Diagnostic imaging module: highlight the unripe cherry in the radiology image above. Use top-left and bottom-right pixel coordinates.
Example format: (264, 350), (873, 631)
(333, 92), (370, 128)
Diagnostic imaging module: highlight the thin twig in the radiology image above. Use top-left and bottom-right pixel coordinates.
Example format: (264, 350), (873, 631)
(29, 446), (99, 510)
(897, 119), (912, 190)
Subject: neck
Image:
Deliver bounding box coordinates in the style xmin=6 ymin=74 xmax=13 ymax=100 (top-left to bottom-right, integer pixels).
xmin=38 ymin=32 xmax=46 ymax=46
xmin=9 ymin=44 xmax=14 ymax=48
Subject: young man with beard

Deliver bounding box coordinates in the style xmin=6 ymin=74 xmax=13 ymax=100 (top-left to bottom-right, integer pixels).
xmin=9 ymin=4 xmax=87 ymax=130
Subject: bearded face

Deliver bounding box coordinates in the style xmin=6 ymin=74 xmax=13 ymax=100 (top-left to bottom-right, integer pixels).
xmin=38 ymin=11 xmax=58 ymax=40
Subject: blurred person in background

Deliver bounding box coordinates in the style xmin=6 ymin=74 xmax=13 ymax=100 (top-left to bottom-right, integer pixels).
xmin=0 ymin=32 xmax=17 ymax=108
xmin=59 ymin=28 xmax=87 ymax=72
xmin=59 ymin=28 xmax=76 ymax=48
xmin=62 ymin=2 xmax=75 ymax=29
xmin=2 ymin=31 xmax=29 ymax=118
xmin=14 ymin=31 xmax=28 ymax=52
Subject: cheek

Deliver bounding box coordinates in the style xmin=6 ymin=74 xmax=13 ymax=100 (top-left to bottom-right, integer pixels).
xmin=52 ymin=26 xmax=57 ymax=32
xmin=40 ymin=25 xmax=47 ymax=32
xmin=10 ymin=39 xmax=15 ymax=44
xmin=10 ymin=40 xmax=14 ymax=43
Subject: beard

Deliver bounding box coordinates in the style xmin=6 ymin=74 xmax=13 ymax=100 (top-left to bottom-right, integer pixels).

——————————

**Work to complete:** Some lines of the data above may hold the word "module"; report how many do, and nothing else.

**Solution to this task:** 2